(Location annotation dataset excerpts)
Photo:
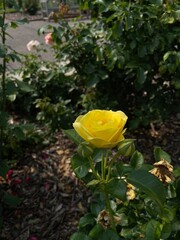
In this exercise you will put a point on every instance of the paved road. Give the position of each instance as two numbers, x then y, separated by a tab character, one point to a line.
20	36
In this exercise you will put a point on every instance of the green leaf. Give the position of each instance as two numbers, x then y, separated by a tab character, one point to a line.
80	166
3	119
166	231
93	182
80	236
87	219
98	155
11	200
117	188
4	168
159	154
25	87
72	134
141	76
153	230
149	184
157	2
97	229
136	160
11	88
126	147
109	234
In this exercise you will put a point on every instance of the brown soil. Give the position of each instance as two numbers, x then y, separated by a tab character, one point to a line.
53	200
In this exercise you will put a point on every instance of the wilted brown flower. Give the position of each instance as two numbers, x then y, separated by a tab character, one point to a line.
105	220
130	192
163	170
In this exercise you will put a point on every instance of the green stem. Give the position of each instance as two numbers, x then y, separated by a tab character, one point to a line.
93	169
111	164
3	100
108	206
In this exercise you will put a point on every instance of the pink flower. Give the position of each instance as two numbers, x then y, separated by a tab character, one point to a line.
33	45
48	39
9	175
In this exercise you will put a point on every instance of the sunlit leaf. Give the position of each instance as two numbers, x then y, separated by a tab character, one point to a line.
149	184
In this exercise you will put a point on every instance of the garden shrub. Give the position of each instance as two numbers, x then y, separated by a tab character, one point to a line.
127	56
131	199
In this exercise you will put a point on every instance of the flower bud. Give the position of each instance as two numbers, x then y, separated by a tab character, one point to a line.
126	147
85	150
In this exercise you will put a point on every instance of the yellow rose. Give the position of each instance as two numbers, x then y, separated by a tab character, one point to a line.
101	128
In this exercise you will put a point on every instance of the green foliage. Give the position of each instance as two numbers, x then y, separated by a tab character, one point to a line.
127	56
143	206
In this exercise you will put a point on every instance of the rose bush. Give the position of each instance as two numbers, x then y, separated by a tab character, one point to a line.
101	128
33	45
131	198
48	39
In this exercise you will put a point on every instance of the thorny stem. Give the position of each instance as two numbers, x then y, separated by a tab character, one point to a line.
108	205
104	181
93	169
3	100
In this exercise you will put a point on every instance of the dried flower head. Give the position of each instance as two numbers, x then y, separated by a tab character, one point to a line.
130	192
105	220
33	45
163	170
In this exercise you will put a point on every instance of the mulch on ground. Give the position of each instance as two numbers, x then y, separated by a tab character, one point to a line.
53	200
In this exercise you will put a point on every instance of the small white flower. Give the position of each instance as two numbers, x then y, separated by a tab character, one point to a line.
33	45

**Work to be completed**
Copy the lines above word for word, leaving out the pictures.

**Answer to the task**
Photo:
In this exercise you will put a point on every instance of the paved road. Give the position of each instance as two numbers, x then y, separated by a tab character, one point to a line.
20	36
In this exercise you will put a point on every instance of the green leaf. Give the position of each instance as two numbers, x then y, separated by a tab character, one point to a line.
80	166
3	119
166	231
93	182
80	236
87	219
98	155
11	200
117	188
4	168
159	154
25	87
72	134
141	76
153	230
149	184
157	2
97	229
136	160
11	88
126	147
109	234
In this exercise you will put a point on every instance of the brown soil. Give the position of each instance as two numbers, x then y, separated by a tab character, one point to a line.
53	200
In this exercise you will put a point on every instance of the wilted brown flower. Give the position of each instance as two numbers, x then y, separated by a tab character, one point to a line.
105	220
130	192
163	170
In this exercise you will put a point on every instance of the green stem. Give the position of each instance as two numbers, x then y, separated by a tab character, one point to a line.
93	169
111	164
3	100
108	206
In this exercise you will put a point on every instance of the pink flower. Give the position of each instance as two numbers, x then y, separated by a tab character, one point to a line.
33	45
48	39
9	175
In this exercise you will put a point on every instance of the sunlit leaf. Give the position of each instance as two numbers, x then y, separated by a tab character, one point to a line.
149	184
In this exercise you will put a point on every instance of the garden shrub. Give the position of each instance as two numbers, x then y, separated by a tab character, one point to a line.
127	56
131	199
In this exercise you will put a point on every instance of the flower bud. Give the position of each instance as two numbers, x then y, separated by a tab character, one point to a line.
126	147
85	150
In this exercise you will put a point on every instance of the yellow rose. Give the position of each instance as two numbers, x then y, separated by a tab character, one point to a line.
101	128
In this exercise you will put a point on every instance of the green foliage. Give the position of each instance as two numbers, x then y, separated by a tab character, one point to a line.
127	56
143	206
In this exercise you will put a point on every instance of the rose bush. Give the position of each instance as two numbers, x then y, separated by a tab character, one point to a line.
101	128
33	45
131	198
48	39
In this exercise you will put a point on every instance of the thorny stem. Give the position of each instance as two numbers, x then y, separated by a tab character, one point to a line.
108	205
104	181
93	169
3	100
In this exercise you will put a point on every instance of the dried flower head. Give the position of each instance as two numbers, x then y, separated by a tab character, one point to a line.
130	192
105	220
33	45
163	170
In this exercise you will put a point on every instance of the mulch on ground. Give the position of each instance as two numbers, x then y, separated by a tab character, one point to a line.
53	200
In this exercise you will put a point on every instance of the small white flower. Give the position of each instance as two numbers, x then y, separated by a tab character, one point to a line.
33	45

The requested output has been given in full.